Restate word for word the lines of the records below, starting at the line that contains "Locate the shadow" and ending at the line that contains "Locate the shrub", with both of those lines included and nothing else.

• **EXERCISE MATERIAL**:
◆ ◆ ◆ ◆ ◆ ◆ ◆

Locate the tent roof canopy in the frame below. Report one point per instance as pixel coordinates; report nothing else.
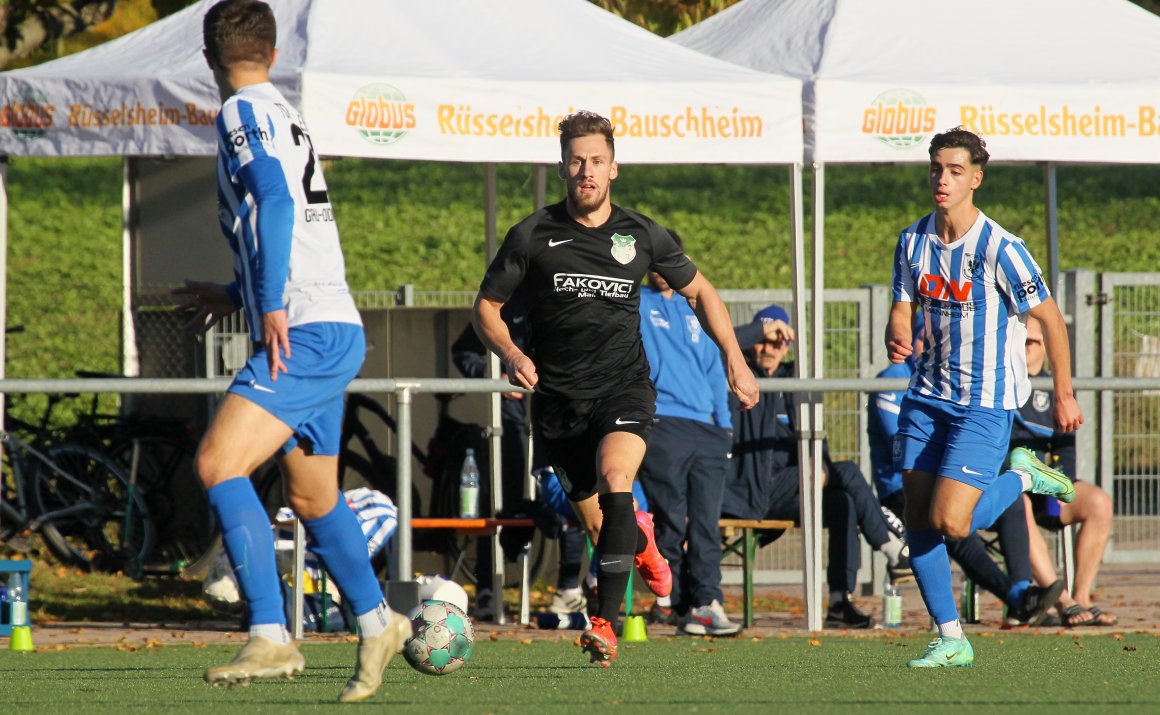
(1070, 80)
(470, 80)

◆ ◆ ◆ ◆ ◆ ◆ ◆

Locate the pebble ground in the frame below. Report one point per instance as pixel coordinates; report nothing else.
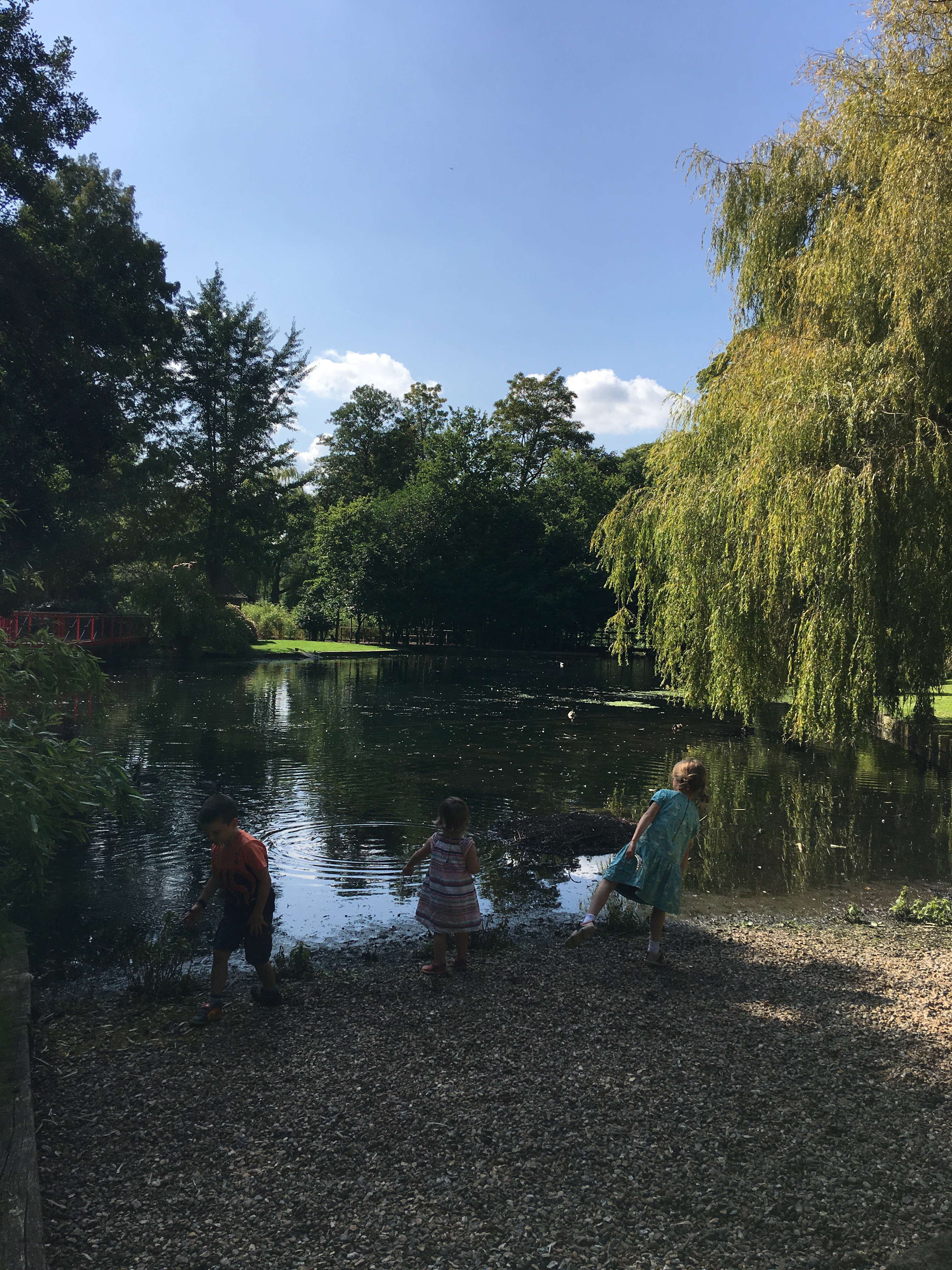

◆ ◆ ◆ ◆ ◆ ◆ ◆

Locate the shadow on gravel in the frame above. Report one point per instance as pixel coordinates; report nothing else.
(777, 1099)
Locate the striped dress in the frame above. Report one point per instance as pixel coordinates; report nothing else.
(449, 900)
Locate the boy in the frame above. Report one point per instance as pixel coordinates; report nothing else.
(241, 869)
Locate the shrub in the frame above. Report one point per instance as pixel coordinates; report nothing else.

◆ ◆ ◆ ◆ ◆ ◆ ◆

• **ANSWER**:
Locate the shadow on gravel in the frame above. Report one point per instance as pixel coordinates; report nothing else.
(777, 1099)
Locate the striped dress in the frame above. Report one point per instance as pixel coordinates; report nothing else.
(449, 900)
Locate the boy in the frame above. Report one point per instance as pixel coordinates; report nothing else.
(241, 869)
Locate the shrub in the frame above. Report one point per instance as pixel coordinates; report nothing else.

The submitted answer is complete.